| JOB |
Output the stretch of the data below from the line containing "TARGET = stone bench" through the end of the data, both ends included, reproducing those lines exactly and nothing else.

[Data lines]
· · ·
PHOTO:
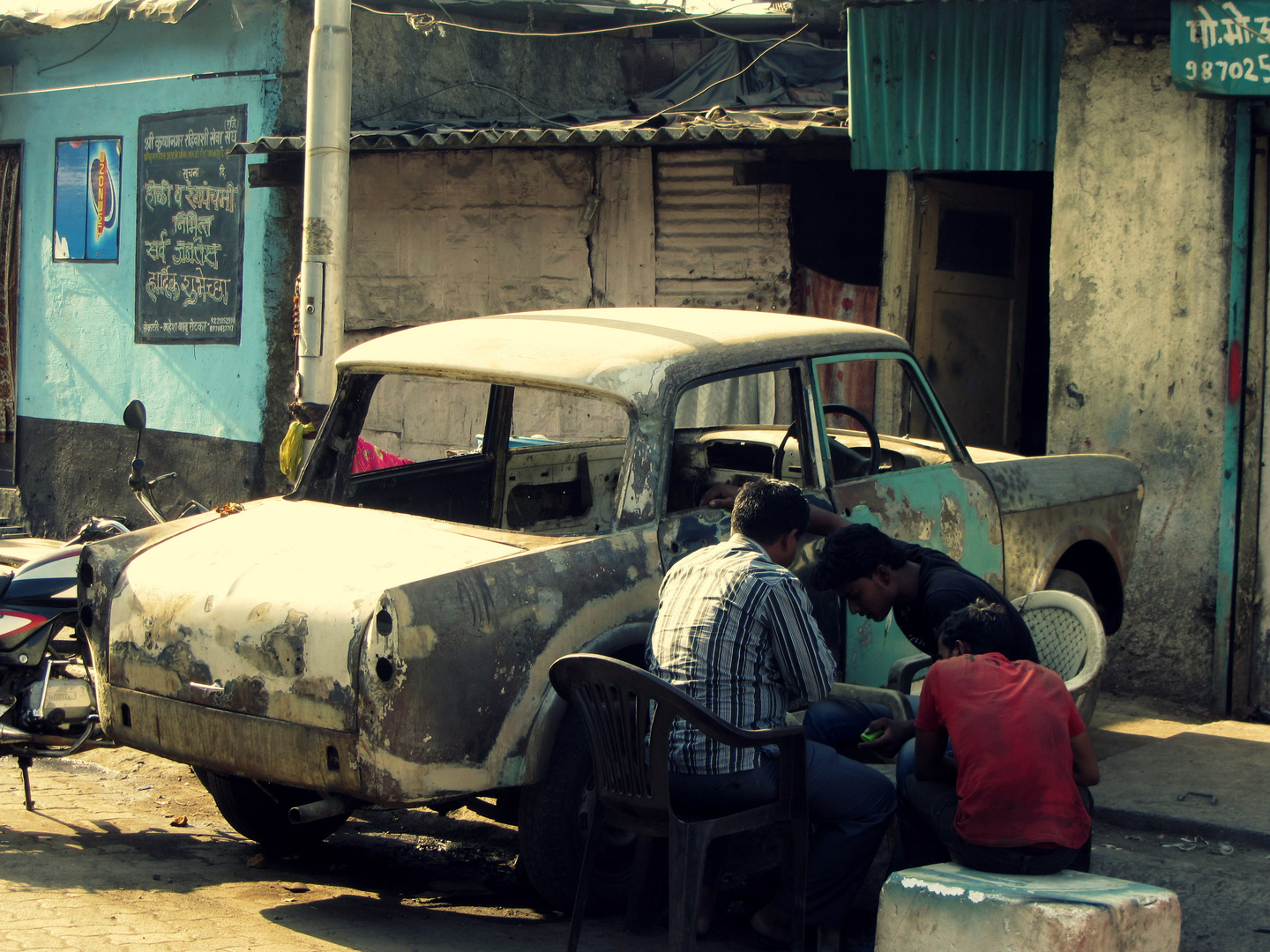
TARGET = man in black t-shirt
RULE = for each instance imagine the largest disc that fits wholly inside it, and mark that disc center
(878, 576)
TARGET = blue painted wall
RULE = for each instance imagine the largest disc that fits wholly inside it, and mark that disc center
(77, 357)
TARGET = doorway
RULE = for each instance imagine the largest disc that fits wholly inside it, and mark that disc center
(967, 282)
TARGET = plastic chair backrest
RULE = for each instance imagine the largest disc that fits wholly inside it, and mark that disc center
(1068, 635)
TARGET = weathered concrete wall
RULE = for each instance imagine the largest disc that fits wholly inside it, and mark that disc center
(1138, 309)
(441, 235)
(403, 74)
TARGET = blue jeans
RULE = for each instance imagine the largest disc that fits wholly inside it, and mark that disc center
(839, 723)
(850, 805)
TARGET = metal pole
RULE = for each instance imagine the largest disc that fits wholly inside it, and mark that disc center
(1236, 338)
(325, 212)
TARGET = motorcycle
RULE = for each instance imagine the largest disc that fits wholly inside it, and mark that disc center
(48, 691)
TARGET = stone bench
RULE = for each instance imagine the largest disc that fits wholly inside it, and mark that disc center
(946, 908)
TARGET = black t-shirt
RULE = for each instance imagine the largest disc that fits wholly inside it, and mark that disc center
(943, 588)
· · ·
| TASK OUTPUT |
TARGET = stone bench
RULE = for each instance imagine the largest disc that fits wholly inside it, and mark that disc center
(946, 908)
TARGET = black t-shirt
RULE = for each instance imagine the largest disc that fits wholly inside it, and mark that disc center
(943, 588)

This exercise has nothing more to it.